Records to process START

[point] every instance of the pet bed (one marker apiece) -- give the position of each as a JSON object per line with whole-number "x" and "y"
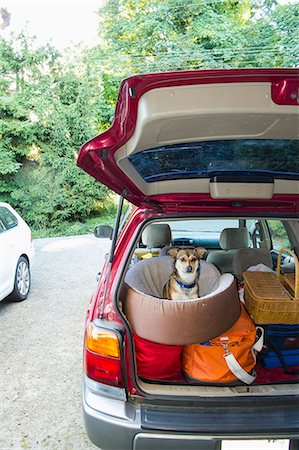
{"x": 178, "y": 322}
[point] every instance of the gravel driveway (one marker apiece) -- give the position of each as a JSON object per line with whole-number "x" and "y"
{"x": 41, "y": 347}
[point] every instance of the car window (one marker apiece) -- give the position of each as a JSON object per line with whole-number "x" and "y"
{"x": 204, "y": 232}
{"x": 8, "y": 218}
{"x": 278, "y": 234}
{"x": 211, "y": 158}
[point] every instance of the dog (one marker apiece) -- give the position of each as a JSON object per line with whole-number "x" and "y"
{"x": 184, "y": 280}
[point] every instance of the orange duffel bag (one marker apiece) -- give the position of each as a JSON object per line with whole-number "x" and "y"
{"x": 227, "y": 358}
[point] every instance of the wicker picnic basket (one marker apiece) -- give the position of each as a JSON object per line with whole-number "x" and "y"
{"x": 273, "y": 298}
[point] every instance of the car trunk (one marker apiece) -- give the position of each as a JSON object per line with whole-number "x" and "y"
{"x": 269, "y": 380}
{"x": 199, "y": 144}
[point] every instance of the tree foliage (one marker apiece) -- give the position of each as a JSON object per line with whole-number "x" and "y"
{"x": 47, "y": 113}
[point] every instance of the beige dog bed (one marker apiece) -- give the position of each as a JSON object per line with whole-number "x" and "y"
{"x": 178, "y": 322}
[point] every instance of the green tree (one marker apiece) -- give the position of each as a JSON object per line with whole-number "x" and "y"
{"x": 140, "y": 36}
{"x": 48, "y": 109}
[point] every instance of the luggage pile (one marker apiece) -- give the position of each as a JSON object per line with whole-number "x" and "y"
{"x": 267, "y": 331}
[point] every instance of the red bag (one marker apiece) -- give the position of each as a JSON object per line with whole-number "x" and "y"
{"x": 158, "y": 361}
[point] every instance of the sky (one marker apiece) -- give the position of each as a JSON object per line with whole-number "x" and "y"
{"x": 61, "y": 22}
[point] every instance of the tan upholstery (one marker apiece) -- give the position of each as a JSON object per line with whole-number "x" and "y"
{"x": 178, "y": 322}
{"x": 156, "y": 235}
{"x": 247, "y": 257}
{"x": 231, "y": 239}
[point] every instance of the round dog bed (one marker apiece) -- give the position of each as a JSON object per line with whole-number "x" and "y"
{"x": 178, "y": 322}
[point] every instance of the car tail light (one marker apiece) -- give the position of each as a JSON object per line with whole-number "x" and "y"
{"x": 103, "y": 356}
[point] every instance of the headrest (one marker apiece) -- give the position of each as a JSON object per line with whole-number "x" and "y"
{"x": 157, "y": 235}
{"x": 247, "y": 257}
{"x": 232, "y": 238}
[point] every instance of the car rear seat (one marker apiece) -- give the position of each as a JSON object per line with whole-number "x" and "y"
{"x": 231, "y": 240}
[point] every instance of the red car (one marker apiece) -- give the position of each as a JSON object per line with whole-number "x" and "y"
{"x": 209, "y": 159}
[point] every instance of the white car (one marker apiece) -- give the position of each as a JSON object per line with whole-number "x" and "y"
{"x": 16, "y": 255}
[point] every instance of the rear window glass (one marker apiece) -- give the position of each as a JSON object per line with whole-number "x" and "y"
{"x": 8, "y": 218}
{"x": 277, "y": 158}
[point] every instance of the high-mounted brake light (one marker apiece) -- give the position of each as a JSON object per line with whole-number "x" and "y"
{"x": 102, "y": 356}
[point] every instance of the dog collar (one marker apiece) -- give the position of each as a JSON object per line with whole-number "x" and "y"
{"x": 186, "y": 286}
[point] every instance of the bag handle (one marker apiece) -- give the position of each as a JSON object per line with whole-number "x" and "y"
{"x": 233, "y": 364}
{"x": 293, "y": 254}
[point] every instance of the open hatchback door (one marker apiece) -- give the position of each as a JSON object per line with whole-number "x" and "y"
{"x": 210, "y": 160}
{"x": 204, "y": 136}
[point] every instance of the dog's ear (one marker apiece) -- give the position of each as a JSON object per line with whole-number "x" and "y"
{"x": 173, "y": 251}
{"x": 200, "y": 252}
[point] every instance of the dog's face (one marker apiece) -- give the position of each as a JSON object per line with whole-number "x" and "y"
{"x": 186, "y": 260}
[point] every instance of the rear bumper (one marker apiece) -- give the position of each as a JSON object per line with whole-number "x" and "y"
{"x": 114, "y": 424}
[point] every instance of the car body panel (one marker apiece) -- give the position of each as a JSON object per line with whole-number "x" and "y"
{"x": 168, "y": 108}
{"x": 171, "y": 109}
{"x": 14, "y": 242}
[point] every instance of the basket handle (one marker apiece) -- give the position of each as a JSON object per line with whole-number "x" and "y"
{"x": 293, "y": 254}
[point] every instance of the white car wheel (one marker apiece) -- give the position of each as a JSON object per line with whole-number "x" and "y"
{"x": 22, "y": 281}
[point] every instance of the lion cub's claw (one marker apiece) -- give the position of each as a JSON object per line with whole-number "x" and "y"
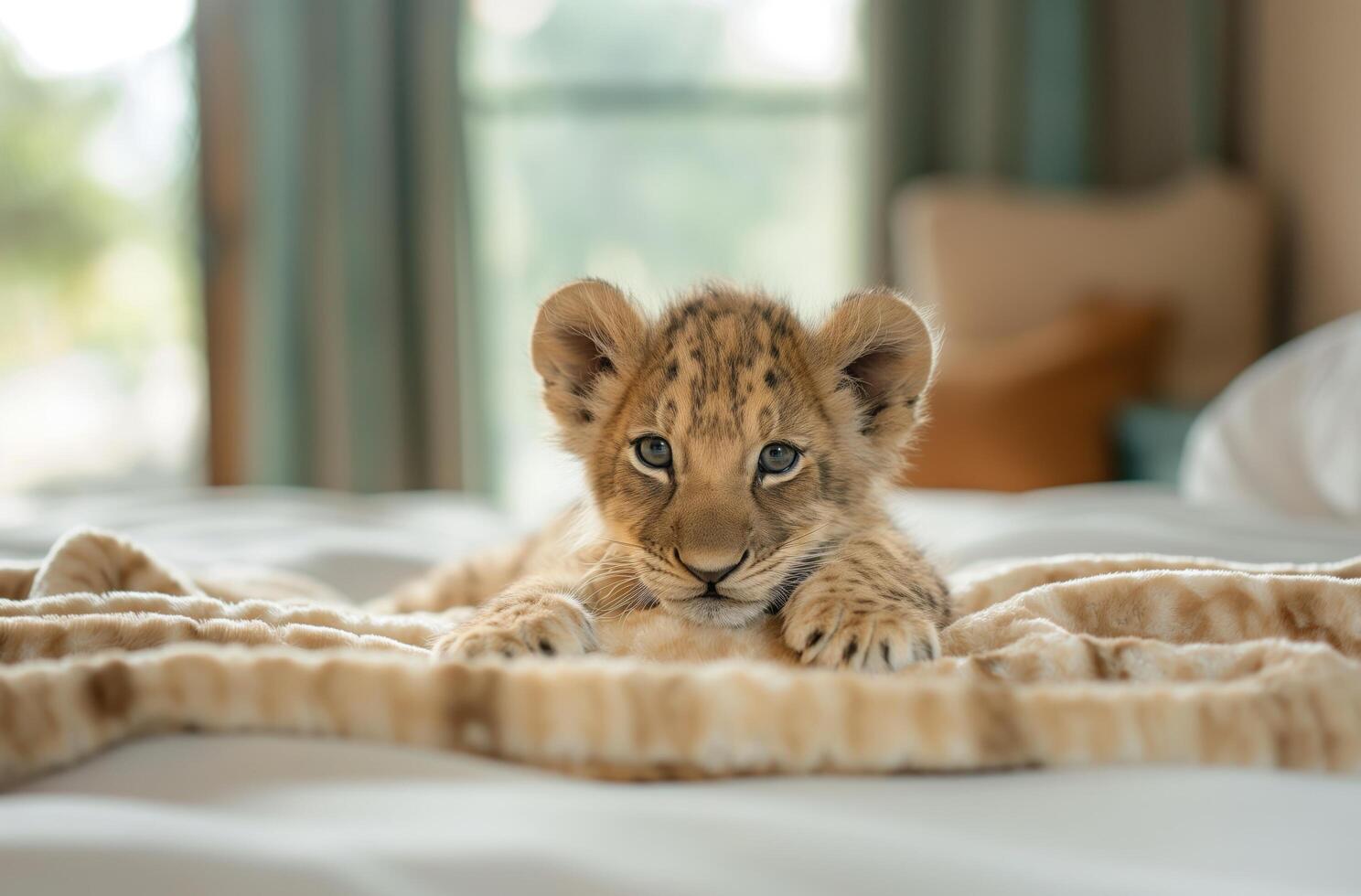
{"x": 837, "y": 631}
{"x": 524, "y": 625}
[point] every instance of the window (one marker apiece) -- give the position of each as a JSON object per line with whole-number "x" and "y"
{"x": 653, "y": 144}
{"x": 100, "y": 365}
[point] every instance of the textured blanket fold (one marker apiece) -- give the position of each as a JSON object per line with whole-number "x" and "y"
{"x": 1066, "y": 661}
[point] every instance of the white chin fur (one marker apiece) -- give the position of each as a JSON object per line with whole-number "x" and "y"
{"x": 720, "y": 613}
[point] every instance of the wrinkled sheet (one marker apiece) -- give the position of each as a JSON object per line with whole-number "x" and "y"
{"x": 268, "y": 815}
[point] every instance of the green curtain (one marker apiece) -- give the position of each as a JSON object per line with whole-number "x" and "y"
{"x": 1054, "y": 92}
{"x": 353, "y": 304}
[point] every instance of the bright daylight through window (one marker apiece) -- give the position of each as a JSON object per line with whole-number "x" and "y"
{"x": 693, "y": 139}
{"x": 101, "y": 373}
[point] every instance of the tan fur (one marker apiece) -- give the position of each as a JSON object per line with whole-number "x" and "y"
{"x": 720, "y": 374}
{"x": 1120, "y": 659}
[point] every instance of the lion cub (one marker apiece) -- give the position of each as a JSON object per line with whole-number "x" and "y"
{"x": 736, "y": 461}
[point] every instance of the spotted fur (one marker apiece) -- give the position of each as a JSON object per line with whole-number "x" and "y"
{"x": 720, "y": 374}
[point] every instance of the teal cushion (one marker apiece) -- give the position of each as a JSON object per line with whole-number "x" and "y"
{"x": 1149, "y": 441}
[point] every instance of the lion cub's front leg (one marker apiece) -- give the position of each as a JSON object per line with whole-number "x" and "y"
{"x": 535, "y": 616}
{"x": 874, "y": 604}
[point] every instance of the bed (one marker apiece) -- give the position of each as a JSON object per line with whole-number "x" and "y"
{"x": 271, "y": 815}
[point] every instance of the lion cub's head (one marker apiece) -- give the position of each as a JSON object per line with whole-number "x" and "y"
{"x": 727, "y": 445}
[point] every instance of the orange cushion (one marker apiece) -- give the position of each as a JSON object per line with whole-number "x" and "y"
{"x": 1037, "y": 408}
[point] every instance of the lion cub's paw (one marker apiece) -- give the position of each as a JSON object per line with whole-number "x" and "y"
{"x": 840, "y": 630}
{"x": 546, "y": 624}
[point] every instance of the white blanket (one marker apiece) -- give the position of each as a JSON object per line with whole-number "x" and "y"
{"x": 256, "y": 815}
{"x": 1286, "y": 434}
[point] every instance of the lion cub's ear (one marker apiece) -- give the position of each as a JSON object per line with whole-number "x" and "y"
{"x": 884, "y": 352}
{"x": 587, "y": 337}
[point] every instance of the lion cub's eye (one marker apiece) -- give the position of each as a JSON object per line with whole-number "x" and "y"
{"x": 777, "y": 457}
{"x": 653, "y": 450}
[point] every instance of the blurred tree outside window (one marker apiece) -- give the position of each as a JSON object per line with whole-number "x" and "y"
{"x": 653, "y": 143}
{"x": 101, "y": 371}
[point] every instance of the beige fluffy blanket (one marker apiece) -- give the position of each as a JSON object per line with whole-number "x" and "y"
{"x": 1067, "y": 661}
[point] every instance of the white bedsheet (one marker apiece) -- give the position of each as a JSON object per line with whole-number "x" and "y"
{"x": 268, "y": 815}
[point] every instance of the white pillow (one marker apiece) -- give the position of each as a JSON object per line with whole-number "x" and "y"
{"x": 1286, "y": 434}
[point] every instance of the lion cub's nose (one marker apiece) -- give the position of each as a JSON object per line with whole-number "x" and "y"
{"x": 708, "y": 570}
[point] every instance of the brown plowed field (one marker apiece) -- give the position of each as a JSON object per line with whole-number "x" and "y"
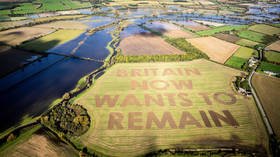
{"x": 146, "y": 44}
{"x": 218, "y": 50}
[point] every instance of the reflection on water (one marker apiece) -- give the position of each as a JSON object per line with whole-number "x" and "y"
{"x": 36, "y": 86}
{"x": 31, "y": 90}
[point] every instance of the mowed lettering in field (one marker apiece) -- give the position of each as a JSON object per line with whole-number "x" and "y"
{"x": 135, "y": 107}
{"x": 136, "y": 120}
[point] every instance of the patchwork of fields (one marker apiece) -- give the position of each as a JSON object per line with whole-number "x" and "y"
{"x": 268, "y": 89}
{"x": 169, "y": 105}
{"x": 156, "y": 94}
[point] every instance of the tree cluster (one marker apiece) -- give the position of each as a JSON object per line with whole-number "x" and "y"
{"x": 70, "y": 119}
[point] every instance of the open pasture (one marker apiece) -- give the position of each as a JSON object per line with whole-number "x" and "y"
{"x": 218, "y": 50}
{"x": 240, "y": 57}
{"x": 256, "y": 37}
{"x": 267, "y": 89}
{"x": 265, "y": 29}
{"x": 274, "y": 46}
{"x": 38, "y": 143}
{"x": 272, "y": 56}
{"x": 265, "y": 66}
{"x": 51, "y": 40}
{"x": 17, "y": 36}
{"x": 169, "y": 105}
{"x": 146, "y": 44}
{"x": 39, "y": 6}
{"x": 169, "y": 29}
{"x": 247, "y": 43}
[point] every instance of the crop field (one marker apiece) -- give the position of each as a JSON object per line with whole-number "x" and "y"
{"x": 240, "y": 57}
{"x": 265, "y": 29}
{"x": 52, "y": 40}
{"x": 218, "y": 50}
{"x": 274, "y": 46}
{"x": 39, "y": 6}
{"x": 268, "y": 89}
{"x": 17, "y": 36}
{"x": 265, "y": 66}
{"x": 236, "y": 62}
{"x": 272, "y": 56}
{"x": 221, "y": 29}
{"x": 169, "y": 105}
{"x": 247, "y": 43}
{"x": 146, "y": 44}
{"x": 169, "y": 29}
{"x": 227, "y": 37}
{"x": 40, "y": 143}
{"x": 191, "y": 25}
{"x": 244, "y": 52}
{"x": 64, "y": 25}
{"x": 257, "y": 37}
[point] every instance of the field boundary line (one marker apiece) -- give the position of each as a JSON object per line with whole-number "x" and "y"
{"x": 260, "y": 107}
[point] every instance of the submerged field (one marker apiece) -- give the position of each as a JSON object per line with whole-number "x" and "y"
{"x": 169, "y": 105}
{"x": 17, "y": 36}
{"x": 52, "y": 40}
{"x": 146, "y": 44}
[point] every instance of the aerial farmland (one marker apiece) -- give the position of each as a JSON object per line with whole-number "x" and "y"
{"x": 122, "y": 78}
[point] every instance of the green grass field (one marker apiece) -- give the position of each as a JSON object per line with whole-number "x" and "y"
{"x": 247, "y": 43}
{"x": 126, "y": 117}
{"x": 52, "y": 40}
{"x": 265, "y": 29}
{"x": 236, "y": 62}
{"x": 244, "y": 52}
{"x": 257, "y": 37}
{"x": 221, "y": 29}
{"x": 265, "y": 66}
{"x": 39, "y": 6}
{"x": 272, "y": 56}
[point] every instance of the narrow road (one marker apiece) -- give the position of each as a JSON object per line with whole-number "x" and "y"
{"x": 259, "y": 105}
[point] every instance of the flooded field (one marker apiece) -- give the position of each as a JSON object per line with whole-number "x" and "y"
{"x": 60, "y": 70}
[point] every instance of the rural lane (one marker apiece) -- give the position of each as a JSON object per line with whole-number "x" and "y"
{"x": 259, "y": 105}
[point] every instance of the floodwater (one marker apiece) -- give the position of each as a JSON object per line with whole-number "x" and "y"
{"x": 29, "y": 92}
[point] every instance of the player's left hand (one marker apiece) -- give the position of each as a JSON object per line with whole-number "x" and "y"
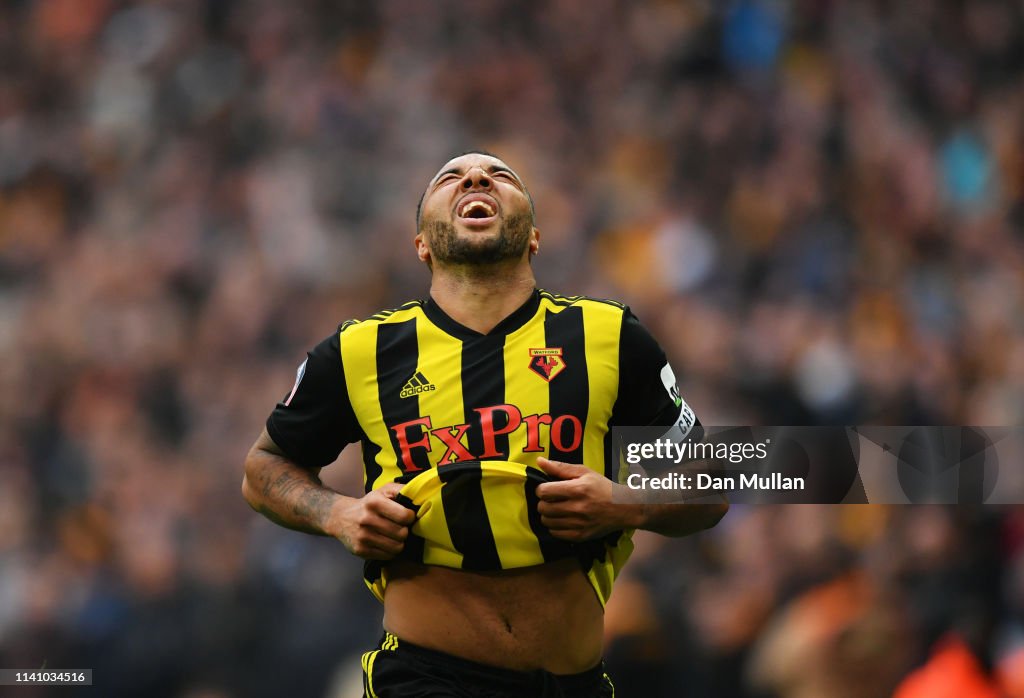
{"x": 579, "y": 506}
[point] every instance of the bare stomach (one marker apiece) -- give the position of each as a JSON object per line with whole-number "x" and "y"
{"x": 544, "y": 617}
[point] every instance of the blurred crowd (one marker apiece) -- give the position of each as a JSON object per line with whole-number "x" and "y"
{"x": 817, "y": 206}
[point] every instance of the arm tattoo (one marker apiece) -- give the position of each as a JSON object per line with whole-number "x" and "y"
{"x": 294, "y": 498}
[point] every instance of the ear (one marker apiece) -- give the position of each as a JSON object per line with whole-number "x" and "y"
{"x": 422, "y": 251}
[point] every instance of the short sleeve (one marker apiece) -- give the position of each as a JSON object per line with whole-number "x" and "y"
{"x": 648, "y": 393}
{"x": 314, "y": 422}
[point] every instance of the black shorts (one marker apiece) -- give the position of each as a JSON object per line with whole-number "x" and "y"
{"x": 398, "y": 669}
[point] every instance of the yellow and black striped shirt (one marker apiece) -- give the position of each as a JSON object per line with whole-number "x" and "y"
{"x": 460, "y": 418}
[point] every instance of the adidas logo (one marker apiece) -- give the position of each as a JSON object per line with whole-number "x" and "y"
{"x": 418, "y": 384}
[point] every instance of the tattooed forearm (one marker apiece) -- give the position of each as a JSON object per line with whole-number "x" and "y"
{"x": 286, "y": 493}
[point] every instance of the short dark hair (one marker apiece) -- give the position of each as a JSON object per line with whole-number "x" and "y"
{"x": 477, "y": 151}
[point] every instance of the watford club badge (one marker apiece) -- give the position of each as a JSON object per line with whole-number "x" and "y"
{"x": 547, "y": 362}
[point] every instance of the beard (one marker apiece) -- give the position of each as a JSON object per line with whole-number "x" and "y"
{"x": 448, "y": 248}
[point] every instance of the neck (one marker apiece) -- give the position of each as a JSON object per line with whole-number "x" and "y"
{"x": 478, "y": 297}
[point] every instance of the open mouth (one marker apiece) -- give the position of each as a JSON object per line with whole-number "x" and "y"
{"x": 477, "y": 210}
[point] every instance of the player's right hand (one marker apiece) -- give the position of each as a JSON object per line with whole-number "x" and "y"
{"x": 375, "y": 526}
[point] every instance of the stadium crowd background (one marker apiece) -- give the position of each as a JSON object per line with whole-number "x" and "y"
{"x": 816, "y": 205}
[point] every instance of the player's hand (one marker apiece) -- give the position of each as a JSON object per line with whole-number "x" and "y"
{"x": 579, "y": 506}
{"x": 375, "y": 526}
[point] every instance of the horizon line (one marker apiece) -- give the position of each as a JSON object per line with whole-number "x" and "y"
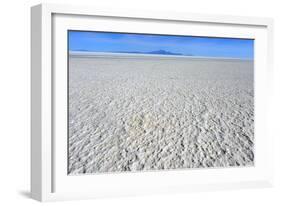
{"x": 92, "y": 53}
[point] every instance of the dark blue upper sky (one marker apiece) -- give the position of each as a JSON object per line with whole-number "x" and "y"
{"x": 186, "y": 45}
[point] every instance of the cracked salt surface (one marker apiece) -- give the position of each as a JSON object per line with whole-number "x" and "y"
{"x": 137, "y": 114}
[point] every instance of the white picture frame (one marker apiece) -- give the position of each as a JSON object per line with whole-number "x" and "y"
{"x": 49, "y": 179}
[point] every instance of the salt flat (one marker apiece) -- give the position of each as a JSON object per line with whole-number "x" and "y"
{"x": 140, "y": 113}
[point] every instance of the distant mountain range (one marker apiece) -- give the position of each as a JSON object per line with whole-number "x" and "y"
{"x": 163, "y": 52}
{"x": 159, "y": 52}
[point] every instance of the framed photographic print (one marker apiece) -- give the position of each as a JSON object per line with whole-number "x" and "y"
{"x": 130, "y": 102}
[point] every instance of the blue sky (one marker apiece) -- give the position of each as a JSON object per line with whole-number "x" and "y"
{"x": 186, "y": 45}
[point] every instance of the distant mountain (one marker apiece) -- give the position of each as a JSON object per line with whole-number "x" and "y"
{"x": 162, "y": 52}
{"x": 159, "y": 52}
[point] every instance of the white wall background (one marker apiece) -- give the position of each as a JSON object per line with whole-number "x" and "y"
{"x": 15, "y": 95}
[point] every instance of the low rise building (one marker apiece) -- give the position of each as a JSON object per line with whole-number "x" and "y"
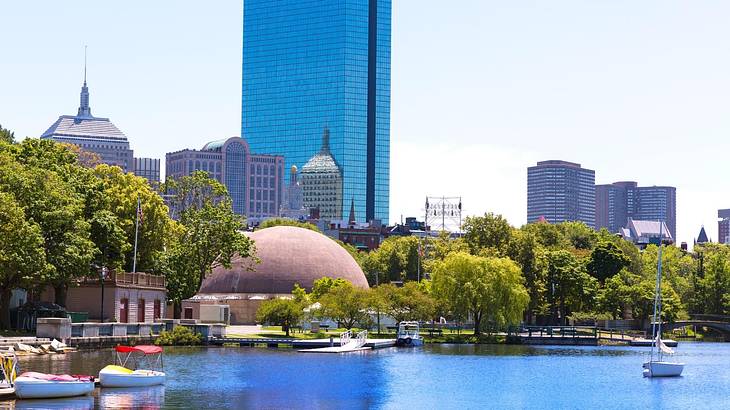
{"x": 127, "y": 297}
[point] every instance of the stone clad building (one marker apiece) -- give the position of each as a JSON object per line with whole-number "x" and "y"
{"x": 322, "y": 182}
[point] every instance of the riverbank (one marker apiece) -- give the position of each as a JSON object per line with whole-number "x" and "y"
{"x": 448, "y": 376}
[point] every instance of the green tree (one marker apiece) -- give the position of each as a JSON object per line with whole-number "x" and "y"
{"x": 489, "y": 232}
{"x": 53, "y": 196}
{"x": 287, "y": 222}
{"x": 396, "y": 259}
{"x": 529, "y": 254}
{"x": 409, "y": 302}
{"x": 616, "y": 293}
{"x": 283, "y": 312}
{"x": 121, "y": 192}
{"x": 22, "y": 257}
{"x": 6, "y": 135}
{"x": 484, "y": 288}
{"x": 345, "y": 304}
{"x": 211, "y": 234}
{"x": 578, "y": 234}
{"x": 606, "y": 260}
{"x": 568, "y": 287}
{"x": 323, "y": 285}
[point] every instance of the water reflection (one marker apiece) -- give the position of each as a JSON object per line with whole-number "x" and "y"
{"x": 518, "y": 350}
{"x": 71, "y": 403}
{"x": 132, "y": 397}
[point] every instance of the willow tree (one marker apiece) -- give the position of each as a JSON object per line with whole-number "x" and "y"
{"x": 484, "y": 288}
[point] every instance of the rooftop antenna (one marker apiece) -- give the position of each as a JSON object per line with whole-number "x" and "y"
{"x": 85, "y": 47}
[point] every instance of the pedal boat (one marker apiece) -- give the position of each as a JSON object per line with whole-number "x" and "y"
{"x": 32, "y": 385}
{"x": 119, "y": 374}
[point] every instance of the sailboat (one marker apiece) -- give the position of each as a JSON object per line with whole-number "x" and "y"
{"x": 658, "y": 367}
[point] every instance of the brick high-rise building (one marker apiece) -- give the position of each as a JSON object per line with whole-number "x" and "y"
{"x": 559, "y": 191}
{"x": 723, "y": 225}
{"x": 617, "y": 202}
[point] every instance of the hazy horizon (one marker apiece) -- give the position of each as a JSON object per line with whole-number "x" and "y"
{"x": 634, "y": 91}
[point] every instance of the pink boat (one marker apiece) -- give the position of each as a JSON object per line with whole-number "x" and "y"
{"x": 33, "y": 385}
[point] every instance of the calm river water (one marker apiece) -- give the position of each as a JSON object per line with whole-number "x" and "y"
{"x": 439, "y": 376}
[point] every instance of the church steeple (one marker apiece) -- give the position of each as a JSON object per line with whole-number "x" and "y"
{"x": 84, "y": 109}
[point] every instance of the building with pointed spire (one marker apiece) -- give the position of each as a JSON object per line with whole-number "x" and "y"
{"x": 293, "y": 202}
{"x": 307, "y": 64}
{"x": 322, "y": 182}
{"x": 92, "y": 134}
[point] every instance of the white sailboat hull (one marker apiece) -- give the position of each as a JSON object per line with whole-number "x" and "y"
{"x": 140, "y": 378}
{"x": 663, "y": 369}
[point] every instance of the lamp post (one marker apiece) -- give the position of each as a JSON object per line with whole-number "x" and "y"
{"x": 102, "y": 275}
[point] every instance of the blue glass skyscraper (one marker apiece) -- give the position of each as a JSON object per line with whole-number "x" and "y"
{"x": 315, "y": 64}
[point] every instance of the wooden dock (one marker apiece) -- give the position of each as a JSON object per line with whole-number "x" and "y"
{"x": 300, "y": 344}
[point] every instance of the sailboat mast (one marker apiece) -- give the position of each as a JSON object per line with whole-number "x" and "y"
{"x": 656, "y": 327}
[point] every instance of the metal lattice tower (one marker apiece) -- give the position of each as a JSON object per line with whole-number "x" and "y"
{"x": 443, "y": 213}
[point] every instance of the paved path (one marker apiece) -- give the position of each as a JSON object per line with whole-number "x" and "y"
{"x": 243, "y": 329}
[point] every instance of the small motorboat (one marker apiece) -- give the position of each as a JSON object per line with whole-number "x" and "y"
{"x": 658, "y": 367}
{"x": 32, "y": 385}
{"x": 119, "y": 374}
{"x": 408, "y": 335}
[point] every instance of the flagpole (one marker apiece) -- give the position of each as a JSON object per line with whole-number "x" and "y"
{"x": 136, "y": 232}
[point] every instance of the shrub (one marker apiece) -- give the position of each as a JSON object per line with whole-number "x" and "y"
{"x": 179, "y": 336}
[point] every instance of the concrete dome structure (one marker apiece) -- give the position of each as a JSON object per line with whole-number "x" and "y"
{"x": 288, "y": 255}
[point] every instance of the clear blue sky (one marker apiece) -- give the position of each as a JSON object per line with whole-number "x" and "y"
{"x": 481, "y": 89}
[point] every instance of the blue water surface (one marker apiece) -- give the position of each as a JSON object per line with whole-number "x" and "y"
{"x": 435, "y": 376}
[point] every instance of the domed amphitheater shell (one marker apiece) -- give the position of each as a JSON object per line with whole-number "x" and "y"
{"x": 289, "y": 255}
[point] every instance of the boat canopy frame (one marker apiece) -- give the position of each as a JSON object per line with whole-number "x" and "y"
{"x": 143, "y": 351}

Records to process END

* **Exercise requirements**
Each line from the one containing "[point] every instance of the domed" to the end of the records should be echoed exactly, and no other line.

* **Exercise answer**
[point] every instance of the domed amphitheater shell (one marker apiece) -- give the position of each as a JSON object per line with whole-number "x" and "y"
{"x": 289, "y": 255}
[point] every instance of the boat canopy frame (one marker apiece) -- give the position of each as a JSON object per line with whole-number "x" and "y"
{"x": 143, "y": 351}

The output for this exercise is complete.